▸ **WHAT TO WORK ON**
Rename "cockpit side window" to "flight deck side window" throughout the material, and reproduce every other part unchanged.

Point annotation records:

>> Start

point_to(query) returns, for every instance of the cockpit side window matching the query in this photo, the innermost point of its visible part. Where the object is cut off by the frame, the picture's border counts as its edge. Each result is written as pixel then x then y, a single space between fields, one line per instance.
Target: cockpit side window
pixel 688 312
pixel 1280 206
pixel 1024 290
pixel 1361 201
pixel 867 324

>> End

▸ **COMPLETE OUTPUT**
point_to(query) returns, for every instance of the flight deck side window matching the query in this photo, the innermost point of its visible part. Where the object is cut off by the frame, the picture's border counts as its edge. Each result is written as pixel then x then y, a single space between fields, one line per instance.
Target: flight deck side window
pixel 688 312
pixel 1280 206
pixel 1024 290
pixel 1361 201
pixel 867 324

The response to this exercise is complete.